Begin EXTRACT PROVIDED
Senior Lecturer, History, Economic History, Université Paris Nanterre – Université Paris Lumières

This post is also available in: Spanish

This article was written by Patrice Baubeau (Université Paris Nanterre – Université Paris Lumières) and was first published in The Conversation (France). It is posted as per the original and under a creative commons license. The article was translated from French by Bernardo Bátiz-Lazo. The English translation was reviewed by Manuel A. Bautista-González.

A short detour through history allows us to place the question of the three functions of money traditionally identified: standard of value, intermediary of exchanges, and reserve of value, in a broader framework. This perspective reveals a fourth fundamental function, identification, which denotes the monetary fact’s common, political, and social origin.

Emerging monetary tools, such as bitcoin, state cryptocurrencies, or virtual currencies used in video games, give particular weight to this identification function and its political and social consequences.

The question of identification appears alongside Aristotle’s analyses of money in Politics and Nicomachean Ethics, works that focus mainly on the polis, its limits, its organization, its justice. He thus develops, following Plato, a political and civic reflection that associates the limits of the polis with the birth of money, whose misuse can conflict with the rules of the ideal State: 1) by making the gain of foreign trade take precedence over the solidarity of internal exchanges; 2) by pricing the exchange value over the use-value; 3) by opening the infinite space of desires and speculations over the limited domain of needs.

In short, such a currency, freed from its civic dimensions, tends to become its own end, feeding inequalities and discord within the polis. This is why money, a political artifact, is also a marker of citizenship: its use inserts the user into a political, social, and ethical community and identifies them with it.

This function of identification through currency possession or use has not remained the prerogative of the Greek city-states: a constant feature of currencies is the concern of issuers – unless they are counterfeiters – to identify the origin of their currencies, usually territorial or political, by marks indicating the place of production, the issuer or the date.

The multiplication of social and complementary currencies since the 1970s corresponds, moreover, most often to a “territorial” project constituting a limited-size monetary space of solidarity. In this way, using money can become a militant act (sustainable, alternative, ecological economy…) and support or manifest an identity – this is notably the case with the Basque currency eusko.

Cash is not synonymous with anonymity

This fourth function, this function of identification, is largely neglected in economics – historians and especially numismatists are, on the contrary, very attentive to it. However, taking it into account leads to two important contributions.

First, it reverses the usual perspective on anonymity. Anonymity no longer appears as a property of cash but becomes one of the modalities of identification by money, which allows a much more graduated approach.

Indeed, as we wrote in a research article in 2016, there is no “one” anonymity: anonymity is always, in fact, anonymity concerning a person or an institution. Consequently, it is susceptible to various configurations, which are part of a general identification function.
End EXTRACT PROVIDED
- TASK STATEMENT
Reproduce, without any changes, the part of the article on money's identification function that starts at "Senior Lecturer, History, Economic" and ends at "Manuel A. Bautista-González.".
Begin GIVEN ENTRIES
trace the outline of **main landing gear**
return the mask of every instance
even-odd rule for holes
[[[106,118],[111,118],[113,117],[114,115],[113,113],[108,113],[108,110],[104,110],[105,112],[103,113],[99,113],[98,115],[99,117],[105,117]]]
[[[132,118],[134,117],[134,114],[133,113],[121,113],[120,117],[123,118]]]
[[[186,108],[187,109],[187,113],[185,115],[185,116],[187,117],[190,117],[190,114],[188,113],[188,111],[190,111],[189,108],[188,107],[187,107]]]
End GIVEN ENTRIES
- COMPLETE RESPONSE
Senior Lecturer, History, Economic History, Université Paris Nanterre – Université Paris Lumières

This post is also available in: Spanish

This article was written by Patrice Baubeau (Université Paris Nanterre – Université Paris Lumières) and was first published in The Conversation (France). It is posted as per the original and under a creative commons license. The article was translated from French by Bernardo Bátiz-Lazo. The English translation was reviewed by Manuel A. Bautista-González.